# DIRECTIONS
Produce an exact copy of all the records.

# DATA ROWS

** Begin **

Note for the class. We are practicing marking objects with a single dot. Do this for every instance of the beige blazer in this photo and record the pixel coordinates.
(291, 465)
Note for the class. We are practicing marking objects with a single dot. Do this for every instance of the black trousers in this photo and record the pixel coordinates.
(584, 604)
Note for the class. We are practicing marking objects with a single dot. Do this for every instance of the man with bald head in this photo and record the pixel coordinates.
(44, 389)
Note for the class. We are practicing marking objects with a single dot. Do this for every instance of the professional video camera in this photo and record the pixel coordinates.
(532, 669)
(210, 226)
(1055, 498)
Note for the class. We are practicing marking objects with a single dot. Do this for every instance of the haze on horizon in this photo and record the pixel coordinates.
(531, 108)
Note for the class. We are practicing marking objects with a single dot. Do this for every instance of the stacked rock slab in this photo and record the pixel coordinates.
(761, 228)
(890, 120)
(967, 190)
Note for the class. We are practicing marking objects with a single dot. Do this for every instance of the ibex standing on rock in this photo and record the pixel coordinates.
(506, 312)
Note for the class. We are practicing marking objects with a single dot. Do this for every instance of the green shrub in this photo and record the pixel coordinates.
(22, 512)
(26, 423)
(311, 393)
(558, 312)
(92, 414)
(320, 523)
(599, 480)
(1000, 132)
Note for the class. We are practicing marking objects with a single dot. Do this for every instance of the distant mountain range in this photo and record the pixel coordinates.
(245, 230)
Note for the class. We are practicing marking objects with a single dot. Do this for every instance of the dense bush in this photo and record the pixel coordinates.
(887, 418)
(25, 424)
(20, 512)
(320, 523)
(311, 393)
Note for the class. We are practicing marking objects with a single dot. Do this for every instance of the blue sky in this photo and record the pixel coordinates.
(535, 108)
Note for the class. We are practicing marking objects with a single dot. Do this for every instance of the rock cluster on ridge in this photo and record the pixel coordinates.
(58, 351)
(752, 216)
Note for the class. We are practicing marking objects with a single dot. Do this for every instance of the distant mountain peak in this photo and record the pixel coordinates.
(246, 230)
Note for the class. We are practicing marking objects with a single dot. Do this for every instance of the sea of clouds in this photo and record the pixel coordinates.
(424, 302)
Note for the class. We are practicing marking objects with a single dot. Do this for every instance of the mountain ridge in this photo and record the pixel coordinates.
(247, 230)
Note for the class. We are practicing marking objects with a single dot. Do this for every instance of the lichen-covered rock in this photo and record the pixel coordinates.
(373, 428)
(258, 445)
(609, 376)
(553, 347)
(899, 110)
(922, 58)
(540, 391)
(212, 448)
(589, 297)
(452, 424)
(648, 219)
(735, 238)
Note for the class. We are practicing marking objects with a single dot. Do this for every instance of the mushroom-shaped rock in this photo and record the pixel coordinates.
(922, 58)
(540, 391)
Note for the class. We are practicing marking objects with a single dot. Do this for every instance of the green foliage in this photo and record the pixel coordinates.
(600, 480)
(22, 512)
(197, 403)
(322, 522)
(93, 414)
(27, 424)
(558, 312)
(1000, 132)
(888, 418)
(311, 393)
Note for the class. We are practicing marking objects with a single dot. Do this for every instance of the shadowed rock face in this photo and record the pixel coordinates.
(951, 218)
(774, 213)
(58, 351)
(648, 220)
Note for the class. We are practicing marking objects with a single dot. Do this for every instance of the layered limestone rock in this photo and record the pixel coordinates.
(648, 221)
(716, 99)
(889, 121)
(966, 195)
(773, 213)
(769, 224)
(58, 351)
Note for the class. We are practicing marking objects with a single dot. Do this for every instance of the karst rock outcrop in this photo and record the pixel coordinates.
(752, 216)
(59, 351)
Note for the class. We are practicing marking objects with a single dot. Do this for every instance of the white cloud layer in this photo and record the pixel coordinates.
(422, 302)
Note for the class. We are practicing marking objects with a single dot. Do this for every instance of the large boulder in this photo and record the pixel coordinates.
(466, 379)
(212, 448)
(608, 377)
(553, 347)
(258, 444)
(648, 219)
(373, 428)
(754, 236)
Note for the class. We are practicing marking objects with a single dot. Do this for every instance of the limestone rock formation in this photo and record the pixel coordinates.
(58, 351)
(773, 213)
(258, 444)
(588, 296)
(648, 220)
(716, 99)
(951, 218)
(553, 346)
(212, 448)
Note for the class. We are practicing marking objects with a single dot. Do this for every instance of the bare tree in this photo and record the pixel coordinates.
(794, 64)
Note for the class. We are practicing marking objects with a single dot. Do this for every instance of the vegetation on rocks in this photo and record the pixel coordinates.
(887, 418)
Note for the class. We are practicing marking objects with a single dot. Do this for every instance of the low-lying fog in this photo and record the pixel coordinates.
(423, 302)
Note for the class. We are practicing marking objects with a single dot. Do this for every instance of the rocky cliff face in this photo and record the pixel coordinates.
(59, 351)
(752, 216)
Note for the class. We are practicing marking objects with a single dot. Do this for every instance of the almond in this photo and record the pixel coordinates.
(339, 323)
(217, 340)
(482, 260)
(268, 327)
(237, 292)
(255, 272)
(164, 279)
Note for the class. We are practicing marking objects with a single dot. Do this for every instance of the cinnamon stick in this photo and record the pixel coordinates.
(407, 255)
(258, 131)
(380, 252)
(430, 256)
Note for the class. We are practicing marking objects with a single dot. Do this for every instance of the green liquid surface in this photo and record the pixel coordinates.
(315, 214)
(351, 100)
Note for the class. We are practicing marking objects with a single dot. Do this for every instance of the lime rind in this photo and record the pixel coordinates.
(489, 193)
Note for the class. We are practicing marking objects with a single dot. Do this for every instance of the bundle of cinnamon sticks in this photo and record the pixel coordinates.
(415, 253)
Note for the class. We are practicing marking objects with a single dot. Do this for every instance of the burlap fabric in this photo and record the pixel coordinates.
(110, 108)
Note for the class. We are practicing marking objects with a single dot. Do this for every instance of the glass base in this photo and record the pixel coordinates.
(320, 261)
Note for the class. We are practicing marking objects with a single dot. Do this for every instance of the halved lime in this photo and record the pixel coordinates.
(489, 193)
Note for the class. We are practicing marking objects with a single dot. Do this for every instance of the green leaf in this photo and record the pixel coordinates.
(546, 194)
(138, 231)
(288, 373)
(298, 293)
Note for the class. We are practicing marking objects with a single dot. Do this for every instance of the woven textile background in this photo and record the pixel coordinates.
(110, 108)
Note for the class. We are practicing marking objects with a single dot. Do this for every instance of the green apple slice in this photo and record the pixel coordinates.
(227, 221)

** End **

# ANSWER TO THE PROBLEM
Note for the class. We are practicing marking objects with a single dot. Do this for every instance of the beige blazer in this photo and record the pixel coordinates.
(291, 465)
Note for the class. We are practicing marking objects with a single dot. Do this for every instance of the black trousers in this photo and record the pixel coordinates.
(584, 604)
Note for the class. We are practicing marking objects with a single dot. Do this for every instance of the man with bald head in this photo and record the pixel coordinates.
(44, 389)
Note for the class. We are practicing marking objects with a single dot. Do this for every instance of the professional video camera in this photo and record the pixel coordinates.
(532, 669)
(210, 226)
(1055, 498)
Note for the class. We are practicing marking objects with a single dot. Do this for every instance of the haze on horizon in this photo and record the pixel coordinates.
(531, 108)
Note for the class. We are practicing marking objects with a single dot. Do this for every instance of the stacked rock slab in this photo and record the pixel coordinates.
(761, 228)
(890, 120)
(967, 190)
Note for the class. We are practicing marking objects with a single dot. Do this for every instance of the ibex standing on rock in this photo and record the pixel coordinates.
(506, 312)
Note for the class. We are practicing marking objects with a single dot. Do this for every instance of the green shrub in this photo and record the pixel coordinates.
(22, 512)
(26, 423)
(311, 393)
(558, 312)
(92, 414)
(320, 523)
(599, 480)
(1000, 132)
Note for the class. We are practicing marking objects with a single dot. Do this for every instance of the distant mountain range in this photo and record the pixel coordinates.
(245, 230)
Note for the class. We are practicing marking objects with a single dot. Do this for every instance of the dense bush in this photo and record the pixel coordinates.
(887, 418)
(25, 424)
(20, 512)
(320, 523)
(311, 393)
Note for the class. We are practicing marking objects with a single dot. Do this for every instance of the blue sky in this photo and record the pixel coordinates.
(535, 108)
Note for the class. We are practicing marking objects with a single dot. Do this for every instance of the rock cluster on ridge in this photo and record the pixel coordinates.
(58, 351)
(752, 216)
Note for the class. We are practicing marking objects with a single dot. Do this for every instance of the distant mountain peak in this photo and record the pixel coordinates.
(246, 230)
Note for the class. We are practicing marking objects with a single dot. Do this for every instance of the sea of clouds in this photo and record the pixel coordinates.
(424, 302)
Note for the class. We are practicing marking objects with a single dot. Do this for every instance of the mountain ridge in this photo and record the pixel coordinates.
(247, 230)
Note for the class. We are practicing marking objects with a single dot. Do this for every instance of the lichen-covered rock in this photo and record the pixel coordinates.
(373, 428)
(258, 445)
(609, 376)
(553, 347)
(899, 110)
(922, 58)
(540, 391)
(212, 448)
(589, 297)
(452, 424)
(648, 219)
(735, 238)
Note for the class. We are practicing marking objects with a single dot. Do this for every instance of the mushroom-shaped rock in this photo and record the pixel coordinates.
(922, 58)
(540, 391)
Note for the class. We are practicing marking objects with a single dot. Do this for every instance of the green foliage in this photo and record the pixel coordinates.
(600, 480)
(22, 512)
(197, 403)
(322, 522)
(93, 414)
(27, 424)
(558, 312)
(1000, 132)
(888, 418)
(311, 393)
Note for the class. We are practicing marking objects with a single dot. Do this for every instance of the shadowed rock face in this photo and record the pixel coordinates.
(951, 218)
(774, 213)
(58, 351)
(648, 220)
Note for the class. We are practicing marking objects with a single dot. Do this for every instance of the layered limestone rock in this photo and record the pixel coordinates.
(648, 221)
(716, 99)
(889, 121)
(966, 195)
(773, 213)
(769, 224)
(58, 351)
Note for the class. We are practicing marking objects with a single dot. Do this for every instance of the karst rock outcrop in this photo and record the pixel coordinates.
(752, 216)
(59, 351)
Note for the class. We are practicing marking objects with a single dot. Do this for every instance of the white cloud layer in this photo and record the pixel coordinates.
(422, 302)
Note for the class. We are practicing marking objects with a single dot. Do this for every instance of the large boulder in this photo and record the pixel coordinates.
(466, 379)
(212, 448)
(608, 377)
(553, 347)
(258, 444)
(648, 219)
(373, 428)
(754, 236)
Note for the class. We are practicing marking objects with a single dot. Do this for every instance of the limestone rock formation in this photo and record the pixel coordinates.
(58, 351)
(773, 213)
(258, 444)
(588, 296)
(648, 220)
(716, 99)
(951, 218)
(553, 346)
(212, 448)
Note for the class. We are practicing marking objects with a single dot. Do this for every instance of the bare tree in this photo and record the pixel coordinates.
(794, 64)
Note for the class. We are practicing marking objects with a single dot. Do this for every instance of the vegetation on rocks in this photo and record the pixel coordinates.
(887, 418)
Note for the class. We are practicing marking objects with a single dot. Do this for every instance of the low-lying fog in this photo and record the pixel coordinates.
(423, 302)
Note for the class. We are practicing marking objects with a single dot. Do this for every instance of the rocky cliff face in this photo and record the pixel coordinates.
(59, 351)
(752, 216)
Note for the class. We are practicing marking objects with a single dot. Do this for every instance of the almond in this photo and record the pixel coordinates.
(339, 323)
(217, 340)
(482, 260)
(268, 327)
(237, 292)
(255, 272)
(164, 279)
Note for the class. We are practicing marking objects with a single dot. Do this for every instance of the cinnamon stick in this photo and record the pixel coordinates.
(407, 255)
(258, 131)
(380, 252)
(430, 256)
Note for the class. We are practicing marking objects with a single dot. Do this for every instance of the green liquid surface in this photo and record the pixel coordinates.
(315, 214)
(351, 100)
Note for the class. We are practicing marking objects with a single dot. Do this for every instance of the lime rind in this photo and record the pixel coordinates.
(489, 193)
Note for the class. We are practicing marking objects with a single dot. Do this for every instance of the bundle of cinnamon sticks in this photo and record the pixel coordinates.
(415, 253)
Note for the class. We are practicing marking objects with a single dot. Do this for every instance of the burlap fabric in this photo and record the pixel coordinates.
(110, 108)
Note for the class. We are practicing marking objects with a single dot. Do this for every instance of the glass base in this photo and record the pixel coordinates.
(320, 261)
Note for the class. We are practicing marking objects with a single dot. Do this for every instance of the halved lime in this photo and record the pixel coordinates.
(489, 193)
Note for the class. We are practicing marking objects with a single dot. Do this for every instance of the green leaf in this photo and record the pixel coordinates.
(546, 194)
(138, 231)
(288, 373)
(298, 293)
Note for the class. We are practicing marking objects with a single dot. Do this for every instance of the woven textile background in this photo and record the pixel coordinates.
(110, 108)
Note for the class. We are practicing marking objects with a single dot. Do this for every instance of the green apple slice in this photo and record the pixel coordinates.
(227, 221)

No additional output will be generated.